(WORK TO DO):
Without skipping anything, write out each record below exactly.

(DATA FOR THIS EXERCISE):

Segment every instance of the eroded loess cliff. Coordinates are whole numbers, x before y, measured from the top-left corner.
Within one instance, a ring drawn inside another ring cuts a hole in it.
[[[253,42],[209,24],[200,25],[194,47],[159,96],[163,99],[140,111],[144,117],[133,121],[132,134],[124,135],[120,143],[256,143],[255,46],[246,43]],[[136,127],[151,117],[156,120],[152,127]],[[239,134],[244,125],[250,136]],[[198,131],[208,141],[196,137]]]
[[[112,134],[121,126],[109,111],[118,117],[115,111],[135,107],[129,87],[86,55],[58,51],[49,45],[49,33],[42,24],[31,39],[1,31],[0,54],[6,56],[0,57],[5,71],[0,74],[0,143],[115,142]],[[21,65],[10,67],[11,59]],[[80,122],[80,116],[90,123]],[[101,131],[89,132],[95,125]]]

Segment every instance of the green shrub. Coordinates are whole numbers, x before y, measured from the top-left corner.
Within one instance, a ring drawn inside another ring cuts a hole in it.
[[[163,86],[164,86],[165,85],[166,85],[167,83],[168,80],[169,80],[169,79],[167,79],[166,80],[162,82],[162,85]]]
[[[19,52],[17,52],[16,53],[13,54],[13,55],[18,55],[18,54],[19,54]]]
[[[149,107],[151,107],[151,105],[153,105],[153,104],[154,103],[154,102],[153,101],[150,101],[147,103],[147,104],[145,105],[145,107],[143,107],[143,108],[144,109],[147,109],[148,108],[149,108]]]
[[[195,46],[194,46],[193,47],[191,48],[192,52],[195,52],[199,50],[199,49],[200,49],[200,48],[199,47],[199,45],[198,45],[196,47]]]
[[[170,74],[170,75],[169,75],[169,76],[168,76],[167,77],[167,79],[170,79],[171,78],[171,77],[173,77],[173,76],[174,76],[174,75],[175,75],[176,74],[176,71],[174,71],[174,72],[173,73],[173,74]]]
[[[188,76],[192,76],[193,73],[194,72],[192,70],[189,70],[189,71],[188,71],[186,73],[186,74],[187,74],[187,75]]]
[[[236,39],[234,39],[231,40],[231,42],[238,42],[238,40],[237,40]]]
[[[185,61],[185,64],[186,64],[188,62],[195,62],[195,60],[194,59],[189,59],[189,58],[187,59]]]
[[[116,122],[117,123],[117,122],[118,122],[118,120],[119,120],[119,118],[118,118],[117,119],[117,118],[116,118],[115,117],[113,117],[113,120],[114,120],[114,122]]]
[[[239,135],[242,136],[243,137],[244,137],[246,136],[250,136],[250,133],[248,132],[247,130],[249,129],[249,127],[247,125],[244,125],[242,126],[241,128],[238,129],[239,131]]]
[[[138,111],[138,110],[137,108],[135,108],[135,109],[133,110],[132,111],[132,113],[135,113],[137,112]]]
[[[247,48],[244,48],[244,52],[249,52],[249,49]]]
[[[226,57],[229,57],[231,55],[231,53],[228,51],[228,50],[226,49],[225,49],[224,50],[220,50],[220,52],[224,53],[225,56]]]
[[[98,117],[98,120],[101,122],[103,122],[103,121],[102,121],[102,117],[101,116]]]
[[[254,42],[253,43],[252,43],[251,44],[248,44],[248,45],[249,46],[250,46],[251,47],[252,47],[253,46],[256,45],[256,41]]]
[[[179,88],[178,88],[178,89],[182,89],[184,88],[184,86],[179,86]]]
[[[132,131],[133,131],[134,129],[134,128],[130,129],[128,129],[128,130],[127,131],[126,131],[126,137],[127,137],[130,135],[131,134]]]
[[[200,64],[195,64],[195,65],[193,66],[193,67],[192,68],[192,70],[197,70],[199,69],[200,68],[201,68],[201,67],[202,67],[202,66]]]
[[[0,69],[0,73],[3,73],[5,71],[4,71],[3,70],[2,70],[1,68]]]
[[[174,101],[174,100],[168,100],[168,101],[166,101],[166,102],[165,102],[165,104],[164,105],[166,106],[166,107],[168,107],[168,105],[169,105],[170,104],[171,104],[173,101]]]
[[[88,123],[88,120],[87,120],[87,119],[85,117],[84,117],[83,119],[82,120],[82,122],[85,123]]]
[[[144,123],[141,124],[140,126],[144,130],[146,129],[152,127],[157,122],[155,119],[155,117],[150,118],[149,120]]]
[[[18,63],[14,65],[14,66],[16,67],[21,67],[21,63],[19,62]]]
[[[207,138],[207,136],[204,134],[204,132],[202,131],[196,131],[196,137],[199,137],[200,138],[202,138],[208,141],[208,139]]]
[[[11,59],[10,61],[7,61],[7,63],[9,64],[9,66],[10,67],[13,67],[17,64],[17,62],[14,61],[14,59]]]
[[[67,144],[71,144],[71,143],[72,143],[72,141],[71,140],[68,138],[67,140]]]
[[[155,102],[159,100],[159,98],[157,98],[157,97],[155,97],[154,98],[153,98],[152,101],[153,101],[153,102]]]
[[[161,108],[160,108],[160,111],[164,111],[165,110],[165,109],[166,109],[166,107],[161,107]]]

(RESULT):
Segment every instance of the eroded loess cliff. Coordinates are whole numbers, x before y, measured from the top-left corner.
Within one instance, a ring drawn inside another ring cuts a hole in it.
[[[253,42],[209,24],[200,25],[194,47],[159,96],[163,99],[140,111],[144,117],[133,121],[132,134],[124,135],[120,143],[256,143],[255,46],[246,43]],[[136,127],[151,117],[156,120],[152,127]],[[239,134],[244,125],[250,136]],[[198,131],[208,141],[196,137]]]
[[[112,134],[121,126],[109,111],[118,117],[115,111],[135,107],[129,87],[86,55],[58,51],[49,45],[49,33],[42,24],[31,39],[1,31],[0,54],[6,56],[0,57],[5,71],[0,74],[0,143],[115,142]],[[21,65],[10,67],[11,59]],[[80,122],[80,116],[90,123]],[[101,131],[89,132],[95,125]]]

Segment every instance of the green shrub. Coordinates are whole numbers, x before y, measured from the top-left corner.
Within one instance, a ring drawn inside another ring cuts a hole in it.
[[[163,86],[164,86],[165,85],[166,85],[167,83],[168,80],[169,80],[169,79],[167,79],[166,80],[162,82],[162,85]]]
[[[19,52],[17,52],[16,53],[13,54],[13,55],[18,55],[18,54],[19,54]]]
[[[149,107],[151,107],[151,105],[153,105],[153,104],[154,103],[154,102],[153,101],[150,101],[147,103],[147,104],[145,105],[145,107],[143,107],[143,108],[144,109],[147,109],[148,108],[149,108]]]
[[[195,46],[194,46],[193,47],[191,48],[192,52],[195,52],[199,50],[199,49],[200,49],[200,48],[199,47],[199,45],[198,45],[196,47]]]
[[[170,74],[170,75],[169,75],[169,76],[168,76],[167,77],[167,79],[170,79],[171,78],[171,77],[173,77],[173,76],[174,76],[174,75],[175,75],[176,74],[176,71],[174,71],[174,72],[173,73],[173,74]]]
[[[188,76],[192,76],[193,73],[194,72],[192,70],[189,70],[189,71],[188,71],[186,73],[186,74],[187,74],[187,75]]]
[[[236,39],[234,39],[231,40],[231,42],[238,42],[238,40],[237,40]]]
[[[185,61],[185,64],[186,64],[188,62],[195,62],[195,60],[194,59],[189,59],[189,58],[187,59]]]
[[[116,122],[117,123],[117,122],[118,122],[118,120],[119,120],[119,118],[118,118],[117,119],[117,118],[116,118],[115,117],[113,117],[113,120],[114,120],[114,122]]]
[[[239,135],[242,136],[243,137],[244,137],[246,136],[250,136],[250,133],[248,132],[247,130],[249,129],[249,127],[247,125],[244,125],[242,126],[241,128],[238,129],[239,131]]]
[[[138,111],[138,110],[137,108],[135,108],[135,109],[133,110],[132,111],[132,113],[135,113],[137,112]]]
[[[247,48],[244,48],[244,52],[249,52],[249,49]]]
[[[226,57],[229,57],[231,55],[231,53],[228,51],[228,50],[226,49],[225,49],[224,50],[220,50],[220,52],[224,53],[225,56]]]
[[[98,117],[98,120],[101,122],[103,122],[103,121],[102,121],[102,117],[101,116]]]
[[[254,42],[253,43],[252,43],[251,44],[248,44],[248,45],[249,46],[250,46],[251,47],[252,47],[253,46],[256,45],[256,41]]]
[[[179,88],[178,88],[178,89],[182,89],[184,88],[184,86],[179,86]]]
[[[132,131],[133,131],[134,129],[134,128],[130,129],[128,129],[128,130],[127,131],[126,131],[126,137],[127,137],[130,135],[131,134]]]
[[[200,64],[195,64],[195,65],[193,66],[193,67],[192,68],[192,70],[197,70],[199,69],[200,68],[201,68],[201,67],[202,67],[202,66]]]
[[[0,69],[0,73],[3,73],[5,71],[4,71],[3,70],[2,70],[1,68]]]
[[[174,101],[174,100],[168,100],[168,101],[166,101],[166,102],[165,102],[165,104],[164,105],[166,106],[166,107],[168,107],[168,105],[169,105],[170,104],[171,104],[173,101]]]
[[[88,123],[88,120],[87,120],[87,119],[85,117],[84,117],[83,119],[82,120],[82,122],[85,123]]]
[[[144,123],[141,124],[140,126],[144,130],[146,129],[152,127],[157,122],[155,119],[155,117],[150,118],[149,120]]]
[[[18,63],[14,65],[14,66],[16,67],[21,67],[21,63],[19,62]]]
[[[207,138],[207,136],[204,134],[204,132],[202,131],[196,131],[196,137],[199,137],[200,138],[202,138],[208,141],[208,139]]]
[[[11,59],[10,61],[7,61],[7,63],[9,64],[9,66],[10,67],[13,67],[17,64],[17,62],[14,61],[14,59]]]
[[[67,144],[71,144],[71,143],[72,143],[72,141],[71,140],[68,138],[67,140]]]
[[[155,102],[159,100],[159,98],[157,98],[157,97],[155,97],[154,98],[153,98],[152,101],[153,101],[153,102]]]
[[[161,108],[160,108],[160,111],[164,111],[165,110],[165,109],[166,109],[166,107],[161,107]]]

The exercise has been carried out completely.